### Entradas proporcionadas
-------

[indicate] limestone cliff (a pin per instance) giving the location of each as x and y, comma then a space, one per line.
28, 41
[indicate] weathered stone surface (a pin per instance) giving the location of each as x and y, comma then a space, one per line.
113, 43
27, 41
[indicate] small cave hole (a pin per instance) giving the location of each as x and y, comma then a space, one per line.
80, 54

-------

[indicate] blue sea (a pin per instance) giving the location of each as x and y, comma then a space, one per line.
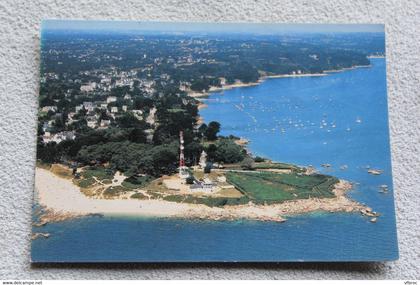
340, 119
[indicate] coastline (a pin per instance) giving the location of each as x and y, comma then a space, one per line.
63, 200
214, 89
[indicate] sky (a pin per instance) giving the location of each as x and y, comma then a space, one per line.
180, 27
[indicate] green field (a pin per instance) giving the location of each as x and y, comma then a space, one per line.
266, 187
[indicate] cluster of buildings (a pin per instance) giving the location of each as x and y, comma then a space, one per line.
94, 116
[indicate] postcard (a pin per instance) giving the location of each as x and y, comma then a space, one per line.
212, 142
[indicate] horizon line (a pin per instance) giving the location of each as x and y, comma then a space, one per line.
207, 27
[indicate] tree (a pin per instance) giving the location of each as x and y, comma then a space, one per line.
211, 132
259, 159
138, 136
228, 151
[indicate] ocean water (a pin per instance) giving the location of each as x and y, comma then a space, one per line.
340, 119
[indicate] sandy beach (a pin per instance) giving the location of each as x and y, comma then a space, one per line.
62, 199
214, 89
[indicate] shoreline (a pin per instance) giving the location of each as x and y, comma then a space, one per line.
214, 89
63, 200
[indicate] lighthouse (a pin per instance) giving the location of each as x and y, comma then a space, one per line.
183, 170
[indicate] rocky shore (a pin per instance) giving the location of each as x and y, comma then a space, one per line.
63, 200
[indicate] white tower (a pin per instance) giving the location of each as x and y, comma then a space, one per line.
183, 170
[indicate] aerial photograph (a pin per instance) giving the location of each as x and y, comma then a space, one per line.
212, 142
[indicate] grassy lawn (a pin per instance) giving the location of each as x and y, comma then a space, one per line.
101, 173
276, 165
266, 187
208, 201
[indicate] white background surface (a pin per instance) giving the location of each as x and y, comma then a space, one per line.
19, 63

-------

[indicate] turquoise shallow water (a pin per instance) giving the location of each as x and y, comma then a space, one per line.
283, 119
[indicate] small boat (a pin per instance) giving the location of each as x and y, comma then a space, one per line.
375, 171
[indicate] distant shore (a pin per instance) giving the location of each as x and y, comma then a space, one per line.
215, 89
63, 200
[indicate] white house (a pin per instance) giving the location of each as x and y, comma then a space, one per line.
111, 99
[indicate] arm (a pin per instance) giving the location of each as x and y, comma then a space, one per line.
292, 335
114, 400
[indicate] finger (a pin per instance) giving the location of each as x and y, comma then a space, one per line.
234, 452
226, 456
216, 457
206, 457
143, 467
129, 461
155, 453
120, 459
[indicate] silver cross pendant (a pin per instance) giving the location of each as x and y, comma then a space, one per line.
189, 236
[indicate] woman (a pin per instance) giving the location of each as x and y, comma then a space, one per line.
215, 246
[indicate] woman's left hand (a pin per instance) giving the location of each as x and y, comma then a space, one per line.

-------

### Lo que debes hacer
Devuelve sin cambios cada línea de las entradas anteriores que contenga la palabra "water".

### Respuesta a la tarea
[indicate] ocean water (a pin per instance) giving the location of each as x and y, comma then a space, one per line.
[indicate] turquoise shallow water (a pin per instance) giving the location of each as x and y, comma then a space, one per line.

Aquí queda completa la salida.